* Aufgabe 1
Beginne bei der Zeile mit „Each instance receives exactly one keypoint. Mark the wooden“ und höre am Ende der Datensätze auf. Tausche in diesen Zeilen jedes „keypoint“ gegen „point“ aus und gib sie sonst unverändert wieder.

* Vorliegender Auszug
◇ ◇ ◇

6.2 Erst für das weitere Vorgehen nach Abschluss des Verfahrens über die Entziehung von Rehabilitationsgeld ordnen die Bestimmungen des § 361 Abs 5 ASVG iVm § 86 Abs 6 ASVG an, dass – nur bei Vorliegen des Entziehungstatbestands des § 99 Abs 3 Z 1 lit b sublit dd ASVG – die Leistungen aus dem Versicherungsfall der geminderten Arbeitsfähigkeit ohne weitere Antragstellung anfallen und das Leistungsfeststellungsverfahren über einen Anspruch aus dem Versicherungsfall der geminderten Arbeitsfähigkeit (etwa auf Invaliditätspension) vom Pensionsversicherungsträger von Amts wegen einzuleiten ist […]. Dies bedeutet aber nur, dass in Fällen, in denen während eines Bezugs von Rehabilitationsgeld dauerhafte Invalidität eintritt, sodass der Entziehungstatbestand des § 99 Abs 3 Z 1 lit b sublit dd ASVG vorliegt, der Versicherte nach (rechtskräftigem) Abschluss des Entziehungsverfahrens keinen (neuen) Antrag auf Zuerkennung einer Invaliditätspension beim Pensionsversicherungsträger einbringen muss, sondern dieser das Leistungsfeststellungsverfahren über den Anspruch des Versicherten aus dem Versicherungsfall der geminderten Arbeitsfähigkeit amtswegig einzuleiten hat.

◇ ◇ ◇

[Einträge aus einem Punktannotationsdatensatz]
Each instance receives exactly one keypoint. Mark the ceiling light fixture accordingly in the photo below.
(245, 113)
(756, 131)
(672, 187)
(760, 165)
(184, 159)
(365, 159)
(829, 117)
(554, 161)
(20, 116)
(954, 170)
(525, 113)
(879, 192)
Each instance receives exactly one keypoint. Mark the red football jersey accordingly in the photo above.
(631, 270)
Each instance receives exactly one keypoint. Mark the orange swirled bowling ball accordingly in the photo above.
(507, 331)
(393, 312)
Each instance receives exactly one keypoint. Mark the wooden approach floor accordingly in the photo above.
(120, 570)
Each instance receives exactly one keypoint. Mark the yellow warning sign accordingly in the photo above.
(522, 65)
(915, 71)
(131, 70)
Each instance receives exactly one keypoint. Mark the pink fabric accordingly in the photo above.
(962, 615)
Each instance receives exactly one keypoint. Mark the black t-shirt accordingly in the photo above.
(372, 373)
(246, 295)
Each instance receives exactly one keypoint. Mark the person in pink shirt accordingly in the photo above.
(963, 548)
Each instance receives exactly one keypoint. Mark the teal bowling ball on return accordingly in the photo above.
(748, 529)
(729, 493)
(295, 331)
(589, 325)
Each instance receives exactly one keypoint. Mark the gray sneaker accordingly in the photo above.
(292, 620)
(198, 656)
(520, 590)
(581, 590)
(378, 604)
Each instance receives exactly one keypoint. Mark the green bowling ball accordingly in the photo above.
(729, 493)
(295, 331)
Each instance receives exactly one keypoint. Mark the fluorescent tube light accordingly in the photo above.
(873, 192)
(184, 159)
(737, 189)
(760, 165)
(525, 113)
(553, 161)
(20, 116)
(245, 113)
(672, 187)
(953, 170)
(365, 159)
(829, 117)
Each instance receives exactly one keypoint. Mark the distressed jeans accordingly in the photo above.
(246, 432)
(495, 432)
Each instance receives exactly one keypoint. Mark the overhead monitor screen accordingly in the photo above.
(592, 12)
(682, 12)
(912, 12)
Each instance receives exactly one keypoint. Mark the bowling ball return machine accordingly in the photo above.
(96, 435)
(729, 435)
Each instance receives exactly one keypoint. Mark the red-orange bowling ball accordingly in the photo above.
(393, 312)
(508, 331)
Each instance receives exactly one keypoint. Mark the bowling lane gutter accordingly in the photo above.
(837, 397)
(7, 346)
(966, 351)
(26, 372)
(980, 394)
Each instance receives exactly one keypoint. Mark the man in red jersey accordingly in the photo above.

◇ ◇ ◇

* Aufgabe 2
Beantworte bitte zum Auszug über das Rehabilitationsgeld:
(a) Welche Leistung wird als Beispiel für einen Anspruch aus dem Versicherungsfall der geminderten Arbeitsfähigkeit genannt?
(b) Wer hat das Leistungsfeststellungsverfahren von Amts wegen einzuleiten?
(c) Was muss der Versicherte nach rechtskräftigem Abschluss des Entziehungsverfahrens nicht beim Pensionsversicherungsträger einbringen?

* Korrektes Ergebnis 1
Each instance receives exactly one point. Mark the wooden approach floor accordingly in the photo above.
(120, 570)
Each instance receives exactly one point. Mark the yellow warning sign accordingly in the photo above.
(522, 65)
(915, 71)
(131, 70)
Each instance receives exactly one point. Mark the pink fabric accordingly in the photo above.
(962, 615)
Each instance receives exactly one point. Mark the black t-shirt accordingly in the photo above.
(372, 373)
(246, 295)
Each instance receives exactly one point. Mark the person in pink shirt accordingly in the photo above.
(963, 548)
Each instance receives exactly one point. Mark the teal bowling ball on return accordingly in the photo above.
(748, 529)
(729, 493)
(295, 331)
(589, 325)
Each instance receives exactly one point. Mark the gray sneaker accordingly in the photo above.
(292, 620)
(198, 656)
(520, 590)
(581, 590)
(378, 604)
Each instance receives exactly one point. Mark the green bowling ball accordingly in the photo above.
(729, 493)
(295, 331)
Each instance receives exactly one point. Mark the fluorescent tube light accordingly in the photo above.
(873, 192)
(184, 159)
(737, 189)
(760, 165)
(525, 113)
(553, 161)
(20, 116)
(245, 113)
(672, 187)
(953, 170)
(365, 159)
(829, 117)
Each instance receives exactly one point. Mark the distressed jeans accordingly in the photo above.
(246, 432)
(495, 432)
Each instance receives exactly one point. Mark the overhead monitor screen accordingly in the photo above.
(592, 12)
(682, 12)
(912, 12)
Each instance receives exactly one point. Mark the bowling ball return machine accordingly in the photo above.
(96, 435)
(729, 435)
Each instance receives exactly one point. Mark the red-orange bowling ball accordingly in the photo above.
(393, 312)
(508, 331)
Each instance receives exactly one point. Mark the bowling lane gutter accordingly in the photo above.
(837, 397)
(7, 346)
(966, 351)
(26, 372)
(980, 394)
Each instance receives exactly one point. Mark the man in red jersey accordingly in the photo above.

* Korrektes Ergebnis 2
(a) Die Invaliditätspension.
(b) Der Pensionsversicherungsträger.
(c) Einen (neuen) Antrag auf Zuerkennung einer Invaliditätspension.